**Seu objetivo**
Reproduza na íntegra, sem qualquer alteração, o trecho da entrevista sobre diversidade e educação científica.

**Trecho**
C&C – Por outro lado, há também uma luta cada vez maior pela diversidade e pela inclusão. Quais os benefícios dessa diversidade na ciência e na educação?

AB – A educação científica tem um papel primordial de estreitar os laços entre o que a gente produz dentro do conhecimento científico e a sociedade brasileira. Nós vivemos numa sociedade que taxa impostos regressivamente, então os produtores e os gestores dos processos pagam pouco e quem compra as mercadorias de fato, que é a maior parte da população – sobretudo a população negra – paga muito mais. E são esses impostos que garantem a manutenção da ciência brasileira. Por isso é preciso que encurtemos esses laços para alcançar esse diálogo e para de fato reverberarmos aquilo que fazemos. Eu penso muito no que passamos agora tão recentemente, com duros ataques à nossa existência e a sociedade brasileira deixando de reconhecer a credibilidade do que a ciência faz. Isso tem um efeito até hoje na saúde e na qualidade de vida da nossa população. Então, a educação científica tem um papel primordial nesse lugar de combater a ignorância, de combater o dogma, de combater esse adoecimento que coloca a ciência brasileira num lugar ruim, num lugar de demérito. Só através dessa educação é que conseguiremos minimizar um pouco dos males causados.

Entradas de dados extraídas:
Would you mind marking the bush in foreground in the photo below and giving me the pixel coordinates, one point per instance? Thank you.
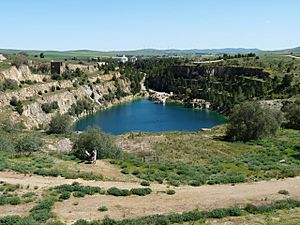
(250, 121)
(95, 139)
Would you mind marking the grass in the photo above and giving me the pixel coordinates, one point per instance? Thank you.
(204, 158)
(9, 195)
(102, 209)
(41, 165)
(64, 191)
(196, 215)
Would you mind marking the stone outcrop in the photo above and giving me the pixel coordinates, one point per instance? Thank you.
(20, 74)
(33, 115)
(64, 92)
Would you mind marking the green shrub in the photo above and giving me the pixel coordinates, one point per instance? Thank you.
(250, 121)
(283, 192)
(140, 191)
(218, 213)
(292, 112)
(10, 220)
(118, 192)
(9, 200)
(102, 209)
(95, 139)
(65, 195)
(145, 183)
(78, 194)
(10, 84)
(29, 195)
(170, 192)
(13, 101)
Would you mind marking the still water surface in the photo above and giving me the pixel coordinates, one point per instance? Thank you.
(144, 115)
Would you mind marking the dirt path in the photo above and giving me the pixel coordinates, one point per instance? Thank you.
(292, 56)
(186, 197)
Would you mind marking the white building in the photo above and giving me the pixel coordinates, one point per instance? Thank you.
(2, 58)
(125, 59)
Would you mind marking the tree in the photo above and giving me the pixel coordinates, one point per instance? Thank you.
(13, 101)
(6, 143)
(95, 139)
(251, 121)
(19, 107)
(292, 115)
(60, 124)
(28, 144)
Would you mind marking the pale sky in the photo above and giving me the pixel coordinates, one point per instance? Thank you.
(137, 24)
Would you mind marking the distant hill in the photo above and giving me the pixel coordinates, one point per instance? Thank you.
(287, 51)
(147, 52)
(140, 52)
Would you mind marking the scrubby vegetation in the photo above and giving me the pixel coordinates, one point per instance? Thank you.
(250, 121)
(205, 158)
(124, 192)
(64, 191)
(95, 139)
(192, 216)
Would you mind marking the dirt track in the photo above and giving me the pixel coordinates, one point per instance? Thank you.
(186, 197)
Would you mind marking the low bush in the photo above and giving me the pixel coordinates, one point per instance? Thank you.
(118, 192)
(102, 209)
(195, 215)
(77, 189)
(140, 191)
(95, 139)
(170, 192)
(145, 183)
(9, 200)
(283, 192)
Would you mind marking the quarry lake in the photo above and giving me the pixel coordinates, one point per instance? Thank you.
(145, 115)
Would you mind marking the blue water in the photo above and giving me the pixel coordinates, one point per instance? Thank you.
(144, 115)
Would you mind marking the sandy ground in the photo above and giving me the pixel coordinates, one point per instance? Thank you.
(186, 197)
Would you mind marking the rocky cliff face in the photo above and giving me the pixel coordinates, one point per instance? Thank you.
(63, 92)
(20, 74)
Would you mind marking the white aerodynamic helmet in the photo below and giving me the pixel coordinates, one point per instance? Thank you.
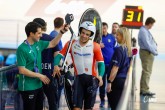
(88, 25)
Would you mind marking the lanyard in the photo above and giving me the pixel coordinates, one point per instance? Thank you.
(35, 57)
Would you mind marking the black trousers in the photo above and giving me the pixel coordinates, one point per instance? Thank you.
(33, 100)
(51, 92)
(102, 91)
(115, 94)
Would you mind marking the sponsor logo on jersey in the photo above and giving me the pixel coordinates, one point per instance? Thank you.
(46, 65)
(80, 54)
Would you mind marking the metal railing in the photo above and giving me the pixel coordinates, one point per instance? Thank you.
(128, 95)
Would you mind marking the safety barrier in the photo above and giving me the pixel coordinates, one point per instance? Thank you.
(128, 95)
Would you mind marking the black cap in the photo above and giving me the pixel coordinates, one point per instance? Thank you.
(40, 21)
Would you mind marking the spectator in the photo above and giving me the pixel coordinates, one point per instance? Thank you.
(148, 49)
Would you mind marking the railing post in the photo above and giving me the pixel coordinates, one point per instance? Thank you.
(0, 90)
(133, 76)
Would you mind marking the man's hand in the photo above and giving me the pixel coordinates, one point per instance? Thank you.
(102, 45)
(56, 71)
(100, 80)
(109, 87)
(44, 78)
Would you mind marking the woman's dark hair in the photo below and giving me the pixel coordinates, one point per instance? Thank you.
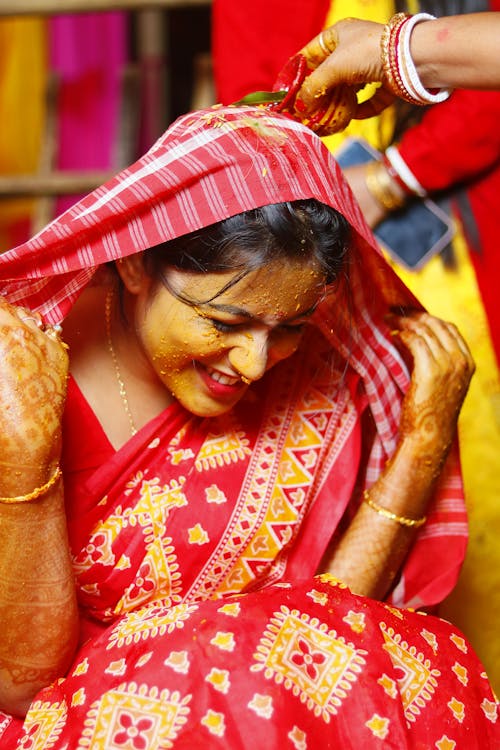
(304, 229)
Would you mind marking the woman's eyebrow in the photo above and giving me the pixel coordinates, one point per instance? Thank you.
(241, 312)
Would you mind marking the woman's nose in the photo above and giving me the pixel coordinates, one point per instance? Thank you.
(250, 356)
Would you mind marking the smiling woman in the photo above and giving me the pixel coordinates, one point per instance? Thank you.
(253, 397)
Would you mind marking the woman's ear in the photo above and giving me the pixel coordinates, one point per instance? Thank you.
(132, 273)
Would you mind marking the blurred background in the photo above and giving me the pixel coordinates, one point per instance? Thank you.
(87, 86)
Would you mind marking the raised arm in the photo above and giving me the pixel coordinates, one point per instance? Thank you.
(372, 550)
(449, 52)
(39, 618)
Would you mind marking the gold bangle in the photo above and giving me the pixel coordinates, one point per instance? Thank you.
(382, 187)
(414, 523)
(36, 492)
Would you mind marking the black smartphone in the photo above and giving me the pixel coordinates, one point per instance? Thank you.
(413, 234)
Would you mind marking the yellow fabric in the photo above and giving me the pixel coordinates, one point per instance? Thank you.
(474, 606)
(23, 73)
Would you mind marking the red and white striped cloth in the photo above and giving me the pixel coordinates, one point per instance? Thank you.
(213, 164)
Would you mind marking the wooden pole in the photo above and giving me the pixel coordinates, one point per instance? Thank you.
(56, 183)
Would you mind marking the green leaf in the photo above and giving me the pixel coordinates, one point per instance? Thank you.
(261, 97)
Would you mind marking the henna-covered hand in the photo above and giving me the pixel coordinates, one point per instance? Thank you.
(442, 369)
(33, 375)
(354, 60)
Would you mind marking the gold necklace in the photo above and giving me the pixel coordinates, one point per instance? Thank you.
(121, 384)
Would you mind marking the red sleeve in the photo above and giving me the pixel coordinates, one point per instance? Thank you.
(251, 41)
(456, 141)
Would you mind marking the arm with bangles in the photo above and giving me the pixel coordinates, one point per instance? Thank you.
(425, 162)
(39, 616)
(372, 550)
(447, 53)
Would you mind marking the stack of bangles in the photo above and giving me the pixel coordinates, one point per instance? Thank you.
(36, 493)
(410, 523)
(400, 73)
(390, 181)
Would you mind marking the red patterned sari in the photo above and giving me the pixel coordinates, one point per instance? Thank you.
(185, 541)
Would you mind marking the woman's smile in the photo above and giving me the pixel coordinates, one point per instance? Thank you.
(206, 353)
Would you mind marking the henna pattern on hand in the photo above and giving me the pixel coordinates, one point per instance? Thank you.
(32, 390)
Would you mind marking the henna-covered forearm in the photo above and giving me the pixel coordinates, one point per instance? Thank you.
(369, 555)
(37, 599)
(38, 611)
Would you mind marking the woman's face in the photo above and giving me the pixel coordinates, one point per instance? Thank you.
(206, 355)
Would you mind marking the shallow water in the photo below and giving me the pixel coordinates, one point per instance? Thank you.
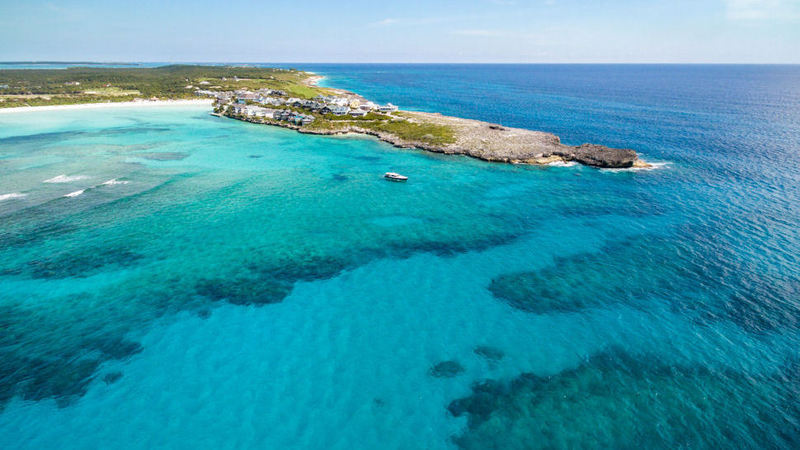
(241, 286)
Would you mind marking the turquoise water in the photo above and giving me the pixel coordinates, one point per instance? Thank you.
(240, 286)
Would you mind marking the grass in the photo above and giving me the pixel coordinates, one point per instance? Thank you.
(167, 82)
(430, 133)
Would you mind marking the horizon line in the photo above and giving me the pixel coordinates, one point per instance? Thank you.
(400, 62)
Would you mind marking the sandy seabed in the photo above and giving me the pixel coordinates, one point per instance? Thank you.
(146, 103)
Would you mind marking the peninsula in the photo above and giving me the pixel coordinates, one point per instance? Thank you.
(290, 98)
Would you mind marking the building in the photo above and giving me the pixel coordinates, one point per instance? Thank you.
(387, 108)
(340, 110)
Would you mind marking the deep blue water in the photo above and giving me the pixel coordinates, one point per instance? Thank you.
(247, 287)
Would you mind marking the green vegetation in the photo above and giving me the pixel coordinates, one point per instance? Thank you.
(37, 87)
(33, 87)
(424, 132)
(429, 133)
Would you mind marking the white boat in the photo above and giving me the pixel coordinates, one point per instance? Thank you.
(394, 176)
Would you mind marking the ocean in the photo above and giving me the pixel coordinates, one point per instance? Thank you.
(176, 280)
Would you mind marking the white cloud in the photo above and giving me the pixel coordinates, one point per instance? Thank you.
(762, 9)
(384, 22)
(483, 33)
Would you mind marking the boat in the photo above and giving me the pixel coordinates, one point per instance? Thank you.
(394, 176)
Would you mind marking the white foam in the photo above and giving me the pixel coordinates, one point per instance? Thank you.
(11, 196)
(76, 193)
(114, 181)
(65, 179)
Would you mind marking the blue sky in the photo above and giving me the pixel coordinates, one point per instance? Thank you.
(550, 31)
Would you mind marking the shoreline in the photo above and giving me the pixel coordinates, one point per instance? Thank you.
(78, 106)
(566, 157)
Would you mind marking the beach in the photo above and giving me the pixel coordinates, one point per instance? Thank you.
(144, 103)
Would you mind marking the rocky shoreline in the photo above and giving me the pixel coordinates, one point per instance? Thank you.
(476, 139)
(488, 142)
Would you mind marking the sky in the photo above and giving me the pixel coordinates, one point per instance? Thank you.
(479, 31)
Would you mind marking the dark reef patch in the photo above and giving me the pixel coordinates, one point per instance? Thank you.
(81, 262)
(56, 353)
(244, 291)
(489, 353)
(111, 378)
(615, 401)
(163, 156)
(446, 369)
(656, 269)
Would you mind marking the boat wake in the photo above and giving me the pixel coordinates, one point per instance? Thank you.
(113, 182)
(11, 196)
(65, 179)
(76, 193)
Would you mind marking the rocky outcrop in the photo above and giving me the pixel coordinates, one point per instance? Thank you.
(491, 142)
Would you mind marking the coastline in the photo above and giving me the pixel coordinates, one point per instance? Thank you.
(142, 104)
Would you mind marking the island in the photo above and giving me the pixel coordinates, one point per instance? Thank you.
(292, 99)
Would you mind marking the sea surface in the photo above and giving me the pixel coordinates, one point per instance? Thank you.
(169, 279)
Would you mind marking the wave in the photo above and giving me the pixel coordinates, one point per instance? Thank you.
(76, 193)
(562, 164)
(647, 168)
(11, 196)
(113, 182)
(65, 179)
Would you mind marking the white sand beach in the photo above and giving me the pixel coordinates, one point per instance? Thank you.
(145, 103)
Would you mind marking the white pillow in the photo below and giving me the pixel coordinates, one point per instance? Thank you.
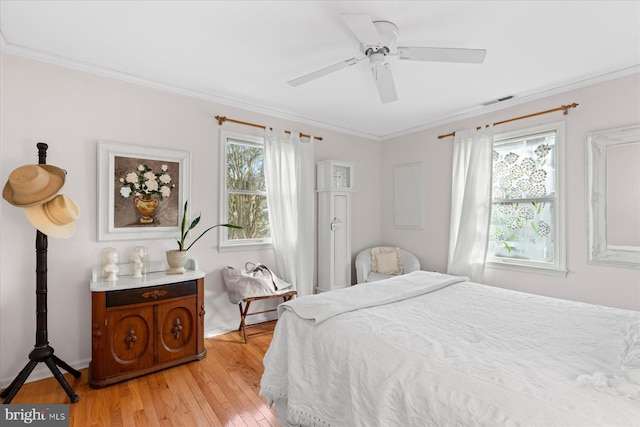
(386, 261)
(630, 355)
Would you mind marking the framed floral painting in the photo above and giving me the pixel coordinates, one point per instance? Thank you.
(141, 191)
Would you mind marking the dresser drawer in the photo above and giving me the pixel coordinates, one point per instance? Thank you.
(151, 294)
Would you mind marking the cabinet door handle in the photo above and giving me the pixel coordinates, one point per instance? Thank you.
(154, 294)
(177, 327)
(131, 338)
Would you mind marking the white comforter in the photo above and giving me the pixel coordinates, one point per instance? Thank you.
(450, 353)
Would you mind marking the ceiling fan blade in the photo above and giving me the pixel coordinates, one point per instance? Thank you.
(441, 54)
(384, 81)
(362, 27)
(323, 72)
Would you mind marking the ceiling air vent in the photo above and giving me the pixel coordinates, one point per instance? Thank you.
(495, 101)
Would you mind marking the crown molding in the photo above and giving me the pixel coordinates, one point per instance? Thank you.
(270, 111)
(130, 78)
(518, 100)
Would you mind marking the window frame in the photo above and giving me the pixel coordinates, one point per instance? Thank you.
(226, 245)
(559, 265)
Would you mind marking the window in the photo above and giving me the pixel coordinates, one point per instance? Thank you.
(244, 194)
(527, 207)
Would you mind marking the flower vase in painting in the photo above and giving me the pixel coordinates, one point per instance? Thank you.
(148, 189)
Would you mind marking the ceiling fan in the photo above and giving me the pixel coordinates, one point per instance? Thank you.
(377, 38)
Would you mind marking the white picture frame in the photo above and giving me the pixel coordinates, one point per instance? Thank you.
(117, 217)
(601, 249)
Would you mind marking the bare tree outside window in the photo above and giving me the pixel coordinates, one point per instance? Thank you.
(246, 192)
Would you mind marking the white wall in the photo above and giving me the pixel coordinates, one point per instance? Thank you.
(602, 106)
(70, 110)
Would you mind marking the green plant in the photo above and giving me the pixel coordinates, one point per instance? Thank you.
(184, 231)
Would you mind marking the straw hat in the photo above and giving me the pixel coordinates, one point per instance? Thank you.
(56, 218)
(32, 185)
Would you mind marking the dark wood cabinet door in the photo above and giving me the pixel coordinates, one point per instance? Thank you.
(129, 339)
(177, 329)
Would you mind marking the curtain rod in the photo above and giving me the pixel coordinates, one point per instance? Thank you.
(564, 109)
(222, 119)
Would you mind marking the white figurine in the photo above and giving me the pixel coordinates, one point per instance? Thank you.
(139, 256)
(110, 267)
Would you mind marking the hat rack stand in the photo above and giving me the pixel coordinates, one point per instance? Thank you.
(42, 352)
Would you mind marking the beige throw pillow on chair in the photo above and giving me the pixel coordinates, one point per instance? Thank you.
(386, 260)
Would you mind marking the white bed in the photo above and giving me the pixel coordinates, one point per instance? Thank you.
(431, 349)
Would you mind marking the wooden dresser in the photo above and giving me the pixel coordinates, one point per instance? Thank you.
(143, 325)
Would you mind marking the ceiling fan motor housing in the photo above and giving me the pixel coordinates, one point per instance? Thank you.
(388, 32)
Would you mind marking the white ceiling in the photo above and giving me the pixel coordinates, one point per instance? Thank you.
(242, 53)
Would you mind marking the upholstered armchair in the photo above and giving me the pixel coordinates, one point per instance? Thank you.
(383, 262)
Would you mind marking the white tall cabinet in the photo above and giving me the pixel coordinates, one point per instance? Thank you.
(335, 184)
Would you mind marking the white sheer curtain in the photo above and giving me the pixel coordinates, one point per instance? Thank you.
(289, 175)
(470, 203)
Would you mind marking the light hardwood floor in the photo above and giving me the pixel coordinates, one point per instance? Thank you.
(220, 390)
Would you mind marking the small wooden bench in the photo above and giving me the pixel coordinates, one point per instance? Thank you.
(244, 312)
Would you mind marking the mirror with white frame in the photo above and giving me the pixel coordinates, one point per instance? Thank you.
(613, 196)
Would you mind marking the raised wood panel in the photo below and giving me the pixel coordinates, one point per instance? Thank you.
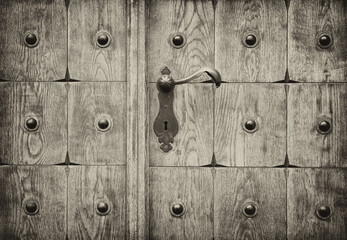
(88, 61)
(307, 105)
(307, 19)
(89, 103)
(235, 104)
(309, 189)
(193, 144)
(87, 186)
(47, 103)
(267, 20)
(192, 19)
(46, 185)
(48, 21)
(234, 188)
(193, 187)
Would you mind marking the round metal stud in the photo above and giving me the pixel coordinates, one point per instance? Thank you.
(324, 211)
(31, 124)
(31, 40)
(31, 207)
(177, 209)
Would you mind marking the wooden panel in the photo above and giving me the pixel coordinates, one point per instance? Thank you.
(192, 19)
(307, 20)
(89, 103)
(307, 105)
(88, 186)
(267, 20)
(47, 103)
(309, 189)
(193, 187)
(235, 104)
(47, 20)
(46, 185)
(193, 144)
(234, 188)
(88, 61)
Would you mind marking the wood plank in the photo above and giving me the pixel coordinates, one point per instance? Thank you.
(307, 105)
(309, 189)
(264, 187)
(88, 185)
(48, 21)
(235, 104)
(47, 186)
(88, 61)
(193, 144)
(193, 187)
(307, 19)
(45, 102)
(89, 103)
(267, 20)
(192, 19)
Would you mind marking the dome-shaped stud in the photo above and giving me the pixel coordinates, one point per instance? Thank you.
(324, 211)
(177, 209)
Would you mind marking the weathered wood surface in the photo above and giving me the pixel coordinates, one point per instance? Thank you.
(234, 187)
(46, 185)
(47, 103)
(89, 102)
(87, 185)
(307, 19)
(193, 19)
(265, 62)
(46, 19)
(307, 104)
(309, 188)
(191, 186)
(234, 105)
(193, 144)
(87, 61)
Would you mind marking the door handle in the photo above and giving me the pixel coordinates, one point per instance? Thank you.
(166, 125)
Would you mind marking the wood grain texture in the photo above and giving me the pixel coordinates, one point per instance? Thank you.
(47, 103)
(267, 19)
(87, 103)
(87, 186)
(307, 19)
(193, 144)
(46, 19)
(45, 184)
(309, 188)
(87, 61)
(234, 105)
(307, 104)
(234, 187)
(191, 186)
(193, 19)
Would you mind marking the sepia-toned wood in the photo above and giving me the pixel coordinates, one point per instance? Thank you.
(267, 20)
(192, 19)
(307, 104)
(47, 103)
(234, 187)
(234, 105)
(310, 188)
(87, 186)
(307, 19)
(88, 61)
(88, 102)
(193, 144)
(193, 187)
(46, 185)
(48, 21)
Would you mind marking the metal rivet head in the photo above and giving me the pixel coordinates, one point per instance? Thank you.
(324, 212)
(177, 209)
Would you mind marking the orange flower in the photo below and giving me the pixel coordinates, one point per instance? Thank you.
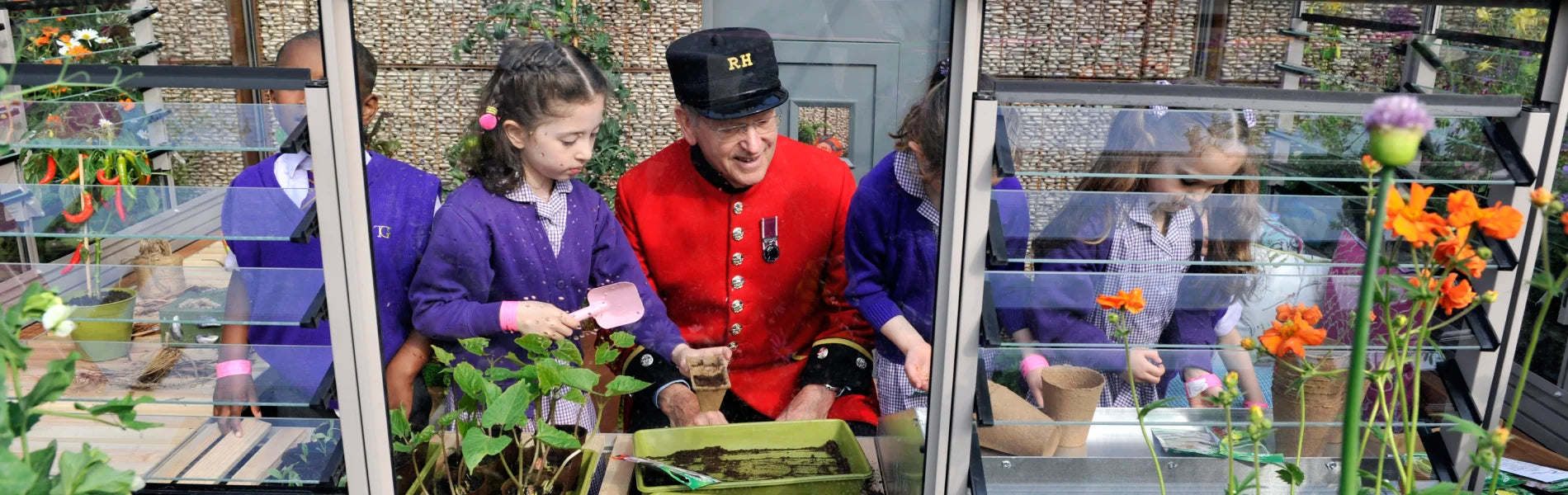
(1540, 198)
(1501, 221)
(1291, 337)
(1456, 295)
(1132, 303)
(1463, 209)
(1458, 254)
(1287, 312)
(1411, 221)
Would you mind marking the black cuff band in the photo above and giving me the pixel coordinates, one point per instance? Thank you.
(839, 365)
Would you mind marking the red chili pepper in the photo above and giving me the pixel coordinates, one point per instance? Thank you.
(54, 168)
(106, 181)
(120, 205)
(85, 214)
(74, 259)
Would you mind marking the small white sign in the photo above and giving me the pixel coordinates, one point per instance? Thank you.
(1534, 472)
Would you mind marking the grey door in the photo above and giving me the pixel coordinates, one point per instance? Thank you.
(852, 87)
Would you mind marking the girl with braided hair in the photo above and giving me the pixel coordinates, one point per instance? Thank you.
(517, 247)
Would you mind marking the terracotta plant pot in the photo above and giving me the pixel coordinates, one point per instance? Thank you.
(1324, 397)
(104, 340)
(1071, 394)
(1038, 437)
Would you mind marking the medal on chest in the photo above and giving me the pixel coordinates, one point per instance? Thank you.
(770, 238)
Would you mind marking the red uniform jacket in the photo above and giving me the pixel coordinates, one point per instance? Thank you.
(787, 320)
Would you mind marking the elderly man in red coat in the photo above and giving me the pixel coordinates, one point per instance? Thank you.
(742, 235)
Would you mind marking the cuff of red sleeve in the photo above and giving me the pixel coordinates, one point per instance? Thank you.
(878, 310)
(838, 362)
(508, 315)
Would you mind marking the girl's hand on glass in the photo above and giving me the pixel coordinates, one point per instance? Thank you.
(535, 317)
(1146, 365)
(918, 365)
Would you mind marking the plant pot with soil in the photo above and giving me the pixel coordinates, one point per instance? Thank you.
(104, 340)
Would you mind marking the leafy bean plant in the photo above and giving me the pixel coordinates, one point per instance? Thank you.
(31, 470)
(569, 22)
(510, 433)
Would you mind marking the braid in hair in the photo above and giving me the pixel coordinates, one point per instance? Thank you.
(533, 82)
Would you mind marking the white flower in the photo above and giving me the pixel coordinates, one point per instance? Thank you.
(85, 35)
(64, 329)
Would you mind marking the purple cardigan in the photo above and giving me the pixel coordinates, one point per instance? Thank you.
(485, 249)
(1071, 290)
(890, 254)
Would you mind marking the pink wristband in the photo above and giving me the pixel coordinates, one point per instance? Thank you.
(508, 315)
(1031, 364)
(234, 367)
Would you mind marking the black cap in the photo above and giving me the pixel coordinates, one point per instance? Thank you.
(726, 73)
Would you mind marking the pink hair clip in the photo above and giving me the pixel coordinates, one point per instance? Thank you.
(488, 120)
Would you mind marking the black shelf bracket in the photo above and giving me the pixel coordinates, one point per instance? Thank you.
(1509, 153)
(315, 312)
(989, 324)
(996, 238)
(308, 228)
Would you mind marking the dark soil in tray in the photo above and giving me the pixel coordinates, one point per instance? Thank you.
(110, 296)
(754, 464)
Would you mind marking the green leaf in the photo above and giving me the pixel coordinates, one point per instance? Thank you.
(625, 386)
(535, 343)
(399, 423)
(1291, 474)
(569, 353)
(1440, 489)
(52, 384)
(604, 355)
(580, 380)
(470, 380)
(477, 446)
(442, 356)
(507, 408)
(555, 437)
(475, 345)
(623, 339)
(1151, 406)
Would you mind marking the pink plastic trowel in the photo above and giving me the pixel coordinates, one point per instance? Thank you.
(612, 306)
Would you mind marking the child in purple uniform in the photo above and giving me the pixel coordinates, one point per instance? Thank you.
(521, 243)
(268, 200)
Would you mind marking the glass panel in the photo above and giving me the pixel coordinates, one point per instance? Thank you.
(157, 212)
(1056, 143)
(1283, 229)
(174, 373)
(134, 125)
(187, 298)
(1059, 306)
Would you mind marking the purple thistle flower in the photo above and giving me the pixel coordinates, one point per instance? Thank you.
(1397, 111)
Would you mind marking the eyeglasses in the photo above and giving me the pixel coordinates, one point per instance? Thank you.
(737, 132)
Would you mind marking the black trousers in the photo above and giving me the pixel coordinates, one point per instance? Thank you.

**Tarefa concluída**
C&C – Por outro lado, há também uma luta cada vez maior pela diversidade e pela inclusão. Quais os benefícios dessa diversidade na ciência e na educação?

AB – A educação científica tem um papel primordial de estreitar os laços entre o que a gente produz dentro do conhecimento científico e a sociedade brasileira. Nós vivemos numa sociedade que taxa impostos regressivamente, então os produtores e os gestores dos processos pagam pouco e quem compra as mercadorias de fato, que é a maior parte da população – sobretudo a população negra – paga muito mais. E são esses impostos que garantem a manutenção da ciência brasileira. Por isso é preciso que encurtemos esses laços para alcançar esse diálogo e para de fato reverberarmos aquilo que fazemos. Eu penso muito no que passamos agora tão recentemente, com duros ataques à nossa existência e a sociedade brasileira deixando de reconhecer a credibilidade do que a ciência faz. Isso tem um efeito até hoje na saúde e na qualidade de vida da nossa população. Então, a educação científica tem um papel primordial nesse lugar de combater a ignorância, de combater o dogma, de combater esse adoecimento que coloca a ciência brasileira num lugar ruim, num lugar de demérito. Só através dessa educação é que conseguiremos minimizar um pouco dos males causados.